* Excerpt to read:
Here are the points he mentioned that directly apply to me:
Hey TAGfish,
You group together starting hands that look somewhat similarly and analyze them as if they were identical when they are somewhat different. You believe J9s is identical to J8s. You believe 98s is identical to 76s.
Hey TAGfish,
You don't bet with the 40% of your hand range that has the most equity in a situation where you bet 40% of the time. You probably attempt to "balance your range" in spots that SHOULD NOT BE BALANCED.
Hey TAGfish,
You assume that every other player is controlled by their inner TAGfish too.
And especially these three:
Hey TAGfish,
You don't understand what a hand range is. You pretend you do, but you don't. If you actually understand what a hand range is, you have no idea how to determine another player's hand range in any given situation. If you understand how to determine their range, you don't know what to do with it, and only know how to exploit the MOST skewed ranges
Hey TAGfish,
You are very good at playing the top and bottom of your hand range, but very bad at playing the middle.
Hey TAGfish,
You make progressively more mistakes the deeper you get into a hand. Your preflop play is generally not mistake ridden. You might not do anything that is extremely exploitable, and you might play tight or loose. Your flop play is marginally worse but still reasonably competent. As you get to the turn and river and the decisions become more difficult and involve more money, you make more costly mistakes.
And later in one of his comments:
The stage 2 TAGfish understands that sometimes people have good hands and sometimes have bad hands when they take the same action. They will then take it to the next step often and realize that people who are active are bluffing a lot, and they'll start trying to make some random moves to try to exploit this.
I happen to think that players that are beyond these stages (partly) recognize these things.
I hope you guys have some tips for me, or players at the same stage, on how to develop further.
I have tons of excel sheets with like complete formula’s for break even points of 4betting/shoveing against certain 3bet ranges, analyses of how certain raising or calling ranges hit all kinds of flops, several 3bet scenario analyses, probability analyses, etc.
But tbh, I think those are pretty far from what really matters in becoming a fundamentally better player, that understands why he’s playing the game the way he’s playing. They usually are just details for particular situations, that really don’t come up very often in SSNL.
The op of the 2+2 thread I referred to also had the following comment in it (inclusing my reply):
Hey TAGfish,
You think the double barrel is like radiation or something, only used very sparingly. Think about how easy you are to play against when you fire with 100% of your range on every flop, then fire with the top 10% of your range on the turn, and randomly bluff with 1% of your range.

* Provided records:
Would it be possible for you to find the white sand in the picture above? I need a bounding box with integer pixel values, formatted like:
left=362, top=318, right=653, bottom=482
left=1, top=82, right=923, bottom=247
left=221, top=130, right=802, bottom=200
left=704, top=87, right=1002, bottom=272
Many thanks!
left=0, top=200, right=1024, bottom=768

* Work required:
Decide whether each statement agrees with the TAGfish post. Answer yes or no, and quote the words of the post that settle it.
1. The TAGfish's preflop play is generally not full of mistakes.
2. The writer considers the excel sheets to be what really matters in becoming a fundamentally better player.
3. The TAGfish plays the middle of the hand range very well.
You will not need the data.

* In response:
1. Yes: "Your preflop play is generally not mistake ridden."
2. No: "I think those are pretty far from what really matters in becoming a fundamentally better player"
3. No: "You are very good at playing the top and bottom of your hand range, but very bad at playing the middle."